Task
Print all the rows below character for character, leaving out the picture.

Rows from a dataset
#####
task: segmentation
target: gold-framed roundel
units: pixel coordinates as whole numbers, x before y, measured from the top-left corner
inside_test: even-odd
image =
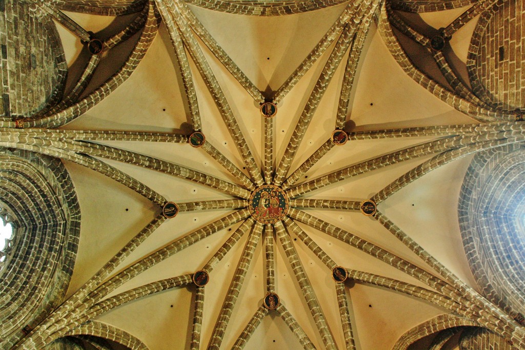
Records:
[[[361,203],[359,206],[359,209],[364,215],[366,216],[372,216],[375,214],[377,207],[374,202],[372,199],[365,199]]]
[[[178,214],[178,206],[176,203],[169,201],[162,207],[162,215],[165,218],[174,218]]]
#####
Response below
task: segmentation
target: gold-framed roundel
units: pixel coordinates as whole numbers, x before y, measured from the top-left corner
inside_test: even-odd
image =
Records:
[[[361,203],[359,206],[359,209],[364,215],[366,216],[372,216],[375,214],[377,207],[374,202],[372,199],[365,199]]]
[[[178,214],[178,206],[176,203],[169,201],[162,207],[162,215],[165,218],[174,218]]]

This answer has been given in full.